Requirements
Output the full listing word for word.

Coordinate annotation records
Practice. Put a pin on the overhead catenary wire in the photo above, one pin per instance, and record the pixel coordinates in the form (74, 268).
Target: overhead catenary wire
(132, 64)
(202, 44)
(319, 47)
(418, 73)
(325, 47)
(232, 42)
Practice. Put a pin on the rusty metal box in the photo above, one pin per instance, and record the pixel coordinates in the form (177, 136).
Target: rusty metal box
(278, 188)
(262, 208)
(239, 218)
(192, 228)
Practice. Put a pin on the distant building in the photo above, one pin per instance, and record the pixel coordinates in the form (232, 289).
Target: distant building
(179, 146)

Response
Practice. Put a pin on the overhead catenary wire in the photo above, one pin per instance, and record the pixel coordinates in the form (74, 268).
Target: overhead catenary wire
(132, 64)
(202, 44)
(319, 47)
(418, 73)
(325, 47)
(232, 42)
Practice. Put a pin on the rusty metal box in the photo above, one pin per instance, and record the pixel coordinates in the form (177, 136).
Target: rusty metal box
(278, 188)
(262, 208)
(239, 218)
(192, 228)
Practice. Put a pin on the distant building in the photo above, one pin per instance, and record the pixel coordinates in the form (232, 289).
Target: distant building
(179, 146)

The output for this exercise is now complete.